▸ Given exercise 1: Render this sentence from the comment thread in Spanish: "He is so faithful and His love endures forever."
▸ Given exercise 2: Carry the comment thread forward from its last comment.

▸ Source:
----------------------------------------

Donna…you are truly an inspiration to us all! To come from the dark places of your past, which are far darker than my own, and turn toward the light,as Renee describes, honors the Lord who had plans for you and inspires others that they can also find the light…and embrace his plans…if they turn to Jesus! p.s. loved the video from last years post!
Miss Mary T,
Thank you. It’s all God and His work. He must INCREASE and I must decrease.
Blessings,
Donna B.
Sometimes God has to put something in black and white before I finally “listen”. Today on FB, I received the same prayer from two FB friends that have absolutely no connection. God was speaking to me.
Heavenly Father, you know every decision I need to make and every challenge I face. Please forgive me for the times that I try to figure this life out on my own. I need You. I need Your Holy Spirit to give me strength, wisdom, and direction. Amen.
Donna, thank you for sharing your story and your testimony. Prayers and God’s blessings to you.
Elaine,
Love the prayer. Thanks for sharing and I love how God works in such ways that we know it’s Him doing the work. What a gift He gave you black and white!
Blessings,
Donna B.
Donna, God is doing an amazing work in and through you. Keep turning towards the light and let it shine on through to others like you just allowed for us to see. His grace and mercy is abundant. He is so faithful and His love endures forever. You are loved.
Chelsea,
Thank you so much. And yes, He is doing an amazing work and am thankful to Him and for Him and His amazing gift of grace.
Blessings,
Donna B.
Late to the comments, but I have been processing and re-reading chapter 5. This morning when I got in my truck to go run errands, the song by Selah “I Turn to You” was on the radio. I said, “Thank you Jesus – a more perfect song for my study time could not have been written.” I had a full, challenging day. As I got in my truck one more time to head for home this evening, I turned the radio back on. Tenth Avenue North’s “You Are More” started playing. The words were straight from Jesus to me. I needed to hear that I am more than the sum of my past mistakes, I am more than the messes I have made….I’ve been restored. Both songs, the only time I had to listen today and Jesus gave me those precious gifts. And i NEEDED them today. Look up the Lyrics to both songs and I hope that you are blessed. Thank you Renee and Donna for being willing to share, for letting God use you in helping me through this time of my life. I’m not through it, and it won’t be easy, but I have hope.

----------------------------------------

▸ Named object pointing entries:

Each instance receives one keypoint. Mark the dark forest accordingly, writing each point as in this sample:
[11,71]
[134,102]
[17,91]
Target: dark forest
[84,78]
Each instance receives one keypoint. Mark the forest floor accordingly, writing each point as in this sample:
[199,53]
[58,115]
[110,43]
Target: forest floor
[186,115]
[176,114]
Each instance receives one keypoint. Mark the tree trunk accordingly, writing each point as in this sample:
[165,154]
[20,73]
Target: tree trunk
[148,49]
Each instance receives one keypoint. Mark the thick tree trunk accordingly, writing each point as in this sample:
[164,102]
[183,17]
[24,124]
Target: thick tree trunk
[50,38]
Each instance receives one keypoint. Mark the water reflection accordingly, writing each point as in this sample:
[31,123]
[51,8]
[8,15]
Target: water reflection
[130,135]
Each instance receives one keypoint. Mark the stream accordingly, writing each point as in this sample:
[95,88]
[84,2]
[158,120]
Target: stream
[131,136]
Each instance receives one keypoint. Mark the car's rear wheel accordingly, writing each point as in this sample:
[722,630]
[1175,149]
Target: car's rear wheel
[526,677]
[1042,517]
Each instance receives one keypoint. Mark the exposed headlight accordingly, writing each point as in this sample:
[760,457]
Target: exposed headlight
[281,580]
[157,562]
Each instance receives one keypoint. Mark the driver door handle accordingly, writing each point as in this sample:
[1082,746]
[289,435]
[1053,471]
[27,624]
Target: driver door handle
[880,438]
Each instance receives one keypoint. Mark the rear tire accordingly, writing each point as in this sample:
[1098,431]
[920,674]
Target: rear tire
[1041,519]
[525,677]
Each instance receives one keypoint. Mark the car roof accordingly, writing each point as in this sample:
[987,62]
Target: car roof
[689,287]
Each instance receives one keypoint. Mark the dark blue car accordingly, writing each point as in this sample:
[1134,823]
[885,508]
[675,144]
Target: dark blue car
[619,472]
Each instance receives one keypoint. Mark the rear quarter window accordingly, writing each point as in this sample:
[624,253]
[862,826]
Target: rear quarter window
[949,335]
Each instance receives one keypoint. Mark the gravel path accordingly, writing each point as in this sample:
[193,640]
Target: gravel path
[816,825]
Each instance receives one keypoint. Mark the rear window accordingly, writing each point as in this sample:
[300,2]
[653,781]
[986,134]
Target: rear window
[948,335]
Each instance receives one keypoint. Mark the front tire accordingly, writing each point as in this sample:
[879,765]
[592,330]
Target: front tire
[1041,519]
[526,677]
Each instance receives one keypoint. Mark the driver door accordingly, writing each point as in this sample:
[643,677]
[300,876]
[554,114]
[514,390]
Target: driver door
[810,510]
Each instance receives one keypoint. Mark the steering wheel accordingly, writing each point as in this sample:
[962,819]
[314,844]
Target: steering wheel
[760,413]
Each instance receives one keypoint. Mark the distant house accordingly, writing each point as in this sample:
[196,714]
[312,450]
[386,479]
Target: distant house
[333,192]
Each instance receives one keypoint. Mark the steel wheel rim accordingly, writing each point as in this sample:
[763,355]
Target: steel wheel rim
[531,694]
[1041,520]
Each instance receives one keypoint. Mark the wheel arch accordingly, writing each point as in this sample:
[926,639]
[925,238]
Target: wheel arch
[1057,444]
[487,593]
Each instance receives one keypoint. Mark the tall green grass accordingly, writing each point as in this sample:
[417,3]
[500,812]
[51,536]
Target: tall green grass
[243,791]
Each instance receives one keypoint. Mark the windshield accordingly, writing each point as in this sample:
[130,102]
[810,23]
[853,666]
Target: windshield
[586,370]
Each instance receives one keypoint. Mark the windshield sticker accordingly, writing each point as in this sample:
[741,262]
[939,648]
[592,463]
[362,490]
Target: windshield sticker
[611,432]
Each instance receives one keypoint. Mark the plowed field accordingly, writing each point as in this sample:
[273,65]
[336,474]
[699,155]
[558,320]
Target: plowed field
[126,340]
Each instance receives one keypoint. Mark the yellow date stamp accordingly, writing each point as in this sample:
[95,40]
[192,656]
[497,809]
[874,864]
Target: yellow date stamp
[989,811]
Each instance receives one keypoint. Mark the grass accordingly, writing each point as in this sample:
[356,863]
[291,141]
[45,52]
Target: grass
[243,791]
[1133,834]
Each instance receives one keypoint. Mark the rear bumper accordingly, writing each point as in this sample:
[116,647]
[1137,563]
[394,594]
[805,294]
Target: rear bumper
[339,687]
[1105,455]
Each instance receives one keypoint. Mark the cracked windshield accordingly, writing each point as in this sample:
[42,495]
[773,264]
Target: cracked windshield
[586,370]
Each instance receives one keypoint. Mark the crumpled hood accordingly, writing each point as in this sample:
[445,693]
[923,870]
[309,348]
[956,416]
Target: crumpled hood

----------------------------------------

▸ Final result 1: Él es tan fiel y Su amor perdura para siempre.

▸ Final result 2:
Sherry,
I love God’s timing and how He brings us just what we need! Love those two songs and thank you for sharing!
Blessings,
Donna B
Sherry,
Love God’s perfect timing and how He shows up with perfect timing. Love those two songs and praising Him for His gift to you!
Blessings,
Donna B
I am very thankful for your story and in your courageous love of the Father in heaven I can relate and feel it is our sorrow and tears God uses to build strength in our faith that helps as well as serves others well. In these times of so much suffering God relies on us to lift others up to help Him love them alot. God bless all who suffer and struggle with this life and wont it be wonderful to be joyfull with our Father and meet all our sisters in Christ. Amen Love to all Helen
Helen,
Thank you for your kind words. And praising Him that He is our strength builder and the Author and Perfector of our faith in Him.